◆ WHAT THE EXERCISE ASKS:
Continue the article on reproductive rights training for women with disabilities in South Sudan, picking up after its last sentence.

◆ DOCUMENT EXCERPT:
+--
Women's Empowerment through Reproductive Rights Education

South Sudan women, including one in a wheelchair and one with crutches, come outside from a conference room
Embracing a new call to action, twenty-four South Sudanese women with disabilities are committed to accelerating progress on reproductive rights.

"The right to health for women with disabilities must be respected and taken as a priority by the community and the government!"
WILD-South Sudan participant

In South Sudan, like many parts of the developing world, women and girls with disabilities have historically been denied their right to sexual and reproductive health. 

Often, women with disabilities are simply not accessing the life-saving information necessary for healthy and safe relationships, protection from HIV and other sexually transmitted infections, and family planning decisions. Access becomes an even greater challenge for refugee women with disabilities who have been displaced by conflict. 

Addressing this critical need was the focus of WILD 2016 alumna, Apayi Zabibu’s one-day Women’s Institute on Leadership and Disability (WILD) in-country training.

Women with disabilities from nearby refugee camps were brought together, to focus on removing barriers and improving access to health care services for women and girls with disabilities. The training was held in Koboko, a small district at the border of South Sudan and Uganda.
+--
◆ DATASET EXCERPTS:
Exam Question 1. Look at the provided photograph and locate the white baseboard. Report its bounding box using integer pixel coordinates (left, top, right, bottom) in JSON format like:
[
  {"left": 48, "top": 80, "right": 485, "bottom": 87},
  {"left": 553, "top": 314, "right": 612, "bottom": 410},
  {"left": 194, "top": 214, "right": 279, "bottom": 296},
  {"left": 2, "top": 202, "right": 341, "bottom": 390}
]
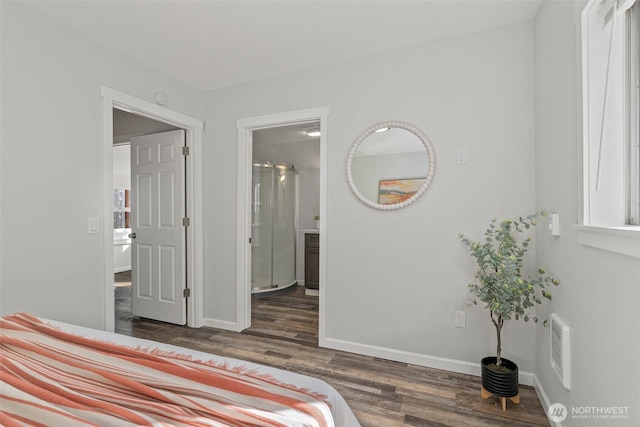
[
  {"left": 204, "top": 318, "right": 240, "bottom": 332},
  {"left": 320, "top": 338, "right": 534, "bottom": 386}
]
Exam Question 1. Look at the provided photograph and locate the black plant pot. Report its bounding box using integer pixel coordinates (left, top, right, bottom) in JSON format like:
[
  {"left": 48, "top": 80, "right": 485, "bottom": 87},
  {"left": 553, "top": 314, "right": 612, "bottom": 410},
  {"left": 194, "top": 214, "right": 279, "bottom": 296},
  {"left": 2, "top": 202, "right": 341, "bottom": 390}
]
+--
◆ ANSWER SPACE:
To push boundaries of what young women with disabilities thought was possible, and to build solidarity among the diverse group of women with different types of disabilities, participants were also challenged by adaptive sports and inclusive games as part of the workshop.

“I am now empowered on reproductive health issues; I will surely stand for my reproductive rights and advocate for those who have been neglected.” WILD-South Sudan participant

For almost all participants, it was their first time attending a training of this kind, and receiving information on reproductive health in accessible formats, such as braille and sign language. The training also established a new partnership with the Koboko District Health Department, which provided resource experts for the reproductive health session.

In addition, participants created action plans to ensure their advocacy efforts would continue, and Apayi’s organization, the South Sudan Women with Disability Network, committed to continue working with their new partners to offer similar trainings in the future.